• Problem: List every line in the entries below that contains the string "wrangler", treating case as significant.

• Given data:
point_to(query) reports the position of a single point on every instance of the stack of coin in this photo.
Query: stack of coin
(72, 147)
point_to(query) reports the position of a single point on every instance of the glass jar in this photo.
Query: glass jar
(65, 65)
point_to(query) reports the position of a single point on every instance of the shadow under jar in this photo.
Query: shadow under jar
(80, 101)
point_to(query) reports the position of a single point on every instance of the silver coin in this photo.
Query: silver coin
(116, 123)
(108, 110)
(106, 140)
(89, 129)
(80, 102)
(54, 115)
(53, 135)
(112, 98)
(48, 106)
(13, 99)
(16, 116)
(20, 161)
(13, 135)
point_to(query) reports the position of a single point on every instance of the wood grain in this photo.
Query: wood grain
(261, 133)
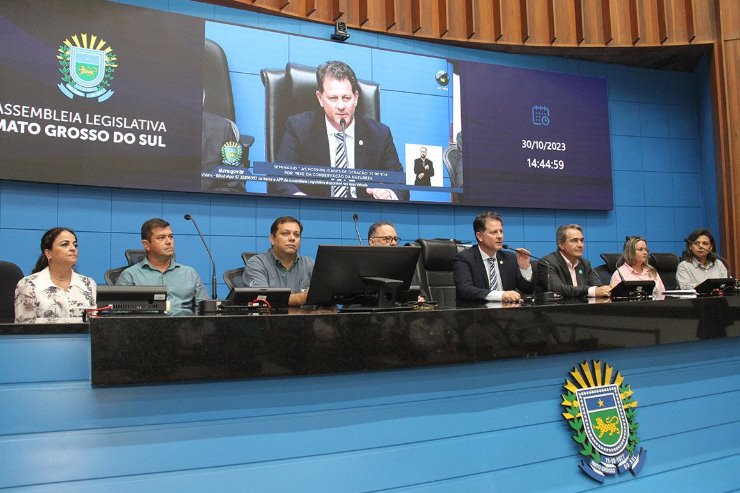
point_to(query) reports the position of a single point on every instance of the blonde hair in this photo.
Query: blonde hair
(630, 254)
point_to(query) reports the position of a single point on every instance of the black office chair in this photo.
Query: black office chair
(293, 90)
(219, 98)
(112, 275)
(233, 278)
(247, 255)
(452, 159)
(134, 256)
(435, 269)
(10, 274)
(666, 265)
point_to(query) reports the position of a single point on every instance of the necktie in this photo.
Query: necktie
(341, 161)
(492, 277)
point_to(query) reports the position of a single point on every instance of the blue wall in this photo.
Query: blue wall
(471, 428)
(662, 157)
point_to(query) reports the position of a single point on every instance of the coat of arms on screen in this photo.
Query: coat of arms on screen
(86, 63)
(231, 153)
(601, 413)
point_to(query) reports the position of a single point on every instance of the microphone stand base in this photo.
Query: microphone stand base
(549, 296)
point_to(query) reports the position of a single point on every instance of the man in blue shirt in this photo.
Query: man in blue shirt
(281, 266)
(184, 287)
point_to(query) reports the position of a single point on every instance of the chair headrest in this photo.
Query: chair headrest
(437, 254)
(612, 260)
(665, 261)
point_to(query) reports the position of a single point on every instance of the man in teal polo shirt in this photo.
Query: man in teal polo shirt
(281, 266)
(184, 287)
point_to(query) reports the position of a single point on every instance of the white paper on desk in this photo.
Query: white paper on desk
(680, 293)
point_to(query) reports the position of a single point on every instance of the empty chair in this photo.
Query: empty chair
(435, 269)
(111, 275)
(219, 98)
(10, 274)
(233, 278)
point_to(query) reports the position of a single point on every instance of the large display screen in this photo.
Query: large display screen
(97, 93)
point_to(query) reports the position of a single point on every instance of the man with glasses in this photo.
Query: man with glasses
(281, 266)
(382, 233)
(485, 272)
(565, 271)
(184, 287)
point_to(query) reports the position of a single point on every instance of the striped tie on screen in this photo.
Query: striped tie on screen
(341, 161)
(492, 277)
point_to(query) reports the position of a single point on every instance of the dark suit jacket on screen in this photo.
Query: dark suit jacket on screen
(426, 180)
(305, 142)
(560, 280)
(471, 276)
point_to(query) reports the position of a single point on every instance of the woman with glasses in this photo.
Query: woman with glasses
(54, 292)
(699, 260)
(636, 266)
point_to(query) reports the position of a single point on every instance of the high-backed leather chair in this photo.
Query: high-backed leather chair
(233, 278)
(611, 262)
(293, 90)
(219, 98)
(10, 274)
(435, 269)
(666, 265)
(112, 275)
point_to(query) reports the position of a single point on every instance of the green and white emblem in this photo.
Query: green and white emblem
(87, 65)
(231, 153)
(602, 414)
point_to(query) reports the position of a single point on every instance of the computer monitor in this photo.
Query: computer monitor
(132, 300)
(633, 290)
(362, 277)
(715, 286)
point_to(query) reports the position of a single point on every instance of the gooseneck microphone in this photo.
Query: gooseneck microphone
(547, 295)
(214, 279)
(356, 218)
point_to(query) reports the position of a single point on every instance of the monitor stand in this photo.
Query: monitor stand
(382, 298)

...

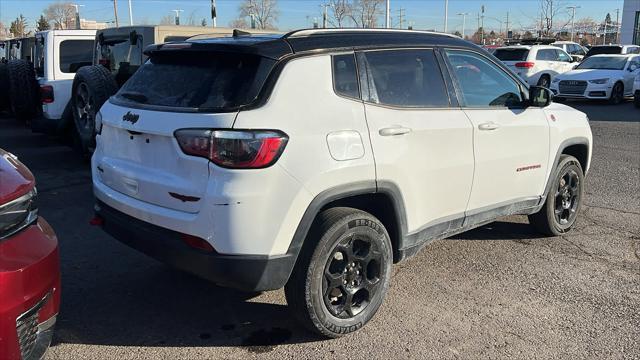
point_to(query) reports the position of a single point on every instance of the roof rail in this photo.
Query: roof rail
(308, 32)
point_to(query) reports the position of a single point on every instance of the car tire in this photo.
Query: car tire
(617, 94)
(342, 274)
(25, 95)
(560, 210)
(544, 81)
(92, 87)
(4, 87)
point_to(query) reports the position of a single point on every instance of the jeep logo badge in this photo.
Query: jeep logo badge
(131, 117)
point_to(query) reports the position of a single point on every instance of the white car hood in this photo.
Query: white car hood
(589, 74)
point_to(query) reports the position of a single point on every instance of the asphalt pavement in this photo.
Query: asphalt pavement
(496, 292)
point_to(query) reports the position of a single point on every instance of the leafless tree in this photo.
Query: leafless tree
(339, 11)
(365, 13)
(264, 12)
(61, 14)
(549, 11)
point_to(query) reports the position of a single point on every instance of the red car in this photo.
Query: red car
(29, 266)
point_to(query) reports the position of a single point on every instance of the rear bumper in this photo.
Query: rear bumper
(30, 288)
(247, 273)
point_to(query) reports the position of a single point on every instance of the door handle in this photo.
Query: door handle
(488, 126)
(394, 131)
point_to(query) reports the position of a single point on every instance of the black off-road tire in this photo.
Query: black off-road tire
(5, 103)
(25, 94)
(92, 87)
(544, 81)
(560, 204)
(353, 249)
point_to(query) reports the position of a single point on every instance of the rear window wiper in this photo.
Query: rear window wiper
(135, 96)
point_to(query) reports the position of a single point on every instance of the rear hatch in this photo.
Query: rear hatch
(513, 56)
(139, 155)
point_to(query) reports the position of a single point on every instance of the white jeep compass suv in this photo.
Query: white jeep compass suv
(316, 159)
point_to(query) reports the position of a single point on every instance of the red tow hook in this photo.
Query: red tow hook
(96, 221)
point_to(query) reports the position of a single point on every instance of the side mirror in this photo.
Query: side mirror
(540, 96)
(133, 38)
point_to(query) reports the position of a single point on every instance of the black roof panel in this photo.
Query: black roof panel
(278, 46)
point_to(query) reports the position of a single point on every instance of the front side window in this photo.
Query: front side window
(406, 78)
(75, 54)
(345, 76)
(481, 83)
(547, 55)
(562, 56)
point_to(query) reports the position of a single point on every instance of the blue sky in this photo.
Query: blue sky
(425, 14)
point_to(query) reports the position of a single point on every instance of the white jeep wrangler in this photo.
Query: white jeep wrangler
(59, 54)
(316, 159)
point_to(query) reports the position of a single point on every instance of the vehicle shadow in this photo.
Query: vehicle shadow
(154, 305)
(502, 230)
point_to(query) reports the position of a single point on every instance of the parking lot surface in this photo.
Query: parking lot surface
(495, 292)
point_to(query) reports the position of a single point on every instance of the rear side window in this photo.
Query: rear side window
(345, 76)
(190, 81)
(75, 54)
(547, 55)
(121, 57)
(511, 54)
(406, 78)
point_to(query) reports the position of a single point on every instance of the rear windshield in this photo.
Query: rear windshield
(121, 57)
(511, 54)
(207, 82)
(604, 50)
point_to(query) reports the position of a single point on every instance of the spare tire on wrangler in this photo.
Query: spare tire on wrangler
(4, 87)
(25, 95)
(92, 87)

• Full output:
point_to(query) reports the position of a single point on every instance of the white jeep wrangler in this photo.
Query: white jeep wrangler
point_to(query) reports the position of a single point on every instance of the spare tire on wrangler in this photo.
Query: spare tire on wrangler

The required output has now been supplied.